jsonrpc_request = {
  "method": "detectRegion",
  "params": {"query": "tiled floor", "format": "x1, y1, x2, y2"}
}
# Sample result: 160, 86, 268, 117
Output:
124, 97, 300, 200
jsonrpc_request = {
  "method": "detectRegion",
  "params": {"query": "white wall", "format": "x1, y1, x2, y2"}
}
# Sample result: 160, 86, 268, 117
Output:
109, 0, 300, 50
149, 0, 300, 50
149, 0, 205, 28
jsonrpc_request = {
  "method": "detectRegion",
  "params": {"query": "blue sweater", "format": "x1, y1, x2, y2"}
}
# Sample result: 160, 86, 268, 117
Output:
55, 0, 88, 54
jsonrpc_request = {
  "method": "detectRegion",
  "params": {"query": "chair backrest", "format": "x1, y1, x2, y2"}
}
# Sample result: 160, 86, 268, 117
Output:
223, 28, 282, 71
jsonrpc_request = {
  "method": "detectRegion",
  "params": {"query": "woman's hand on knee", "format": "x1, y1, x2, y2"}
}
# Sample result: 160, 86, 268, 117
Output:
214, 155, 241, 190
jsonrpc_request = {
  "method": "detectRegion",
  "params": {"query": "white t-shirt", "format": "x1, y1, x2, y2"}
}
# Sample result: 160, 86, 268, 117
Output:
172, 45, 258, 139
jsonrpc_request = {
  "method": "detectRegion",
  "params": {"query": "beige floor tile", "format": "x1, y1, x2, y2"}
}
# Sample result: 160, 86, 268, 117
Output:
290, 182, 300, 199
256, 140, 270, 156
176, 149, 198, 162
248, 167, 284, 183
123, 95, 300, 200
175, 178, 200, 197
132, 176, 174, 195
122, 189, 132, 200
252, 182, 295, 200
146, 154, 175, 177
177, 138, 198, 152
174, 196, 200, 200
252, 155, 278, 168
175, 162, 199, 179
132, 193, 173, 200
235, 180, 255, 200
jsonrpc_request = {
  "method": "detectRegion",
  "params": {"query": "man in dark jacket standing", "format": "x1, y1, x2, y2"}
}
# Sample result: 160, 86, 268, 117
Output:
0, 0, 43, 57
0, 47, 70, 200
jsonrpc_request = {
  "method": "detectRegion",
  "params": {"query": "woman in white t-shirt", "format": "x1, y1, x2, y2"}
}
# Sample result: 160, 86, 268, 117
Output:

::::

Reproduce the data above word for word, from its first line through the line containing "124, 97, 300, 200", with both ends included.

Answer for this exercise:
jsonrpc_request = {
  "method": "detectRegion",
  "params": {"query": "tiled floor", "format": "x1, y1, x2, y2"}
}
# Sample result: 160, 86, 268, 117
Output:
124, 97, 300, 200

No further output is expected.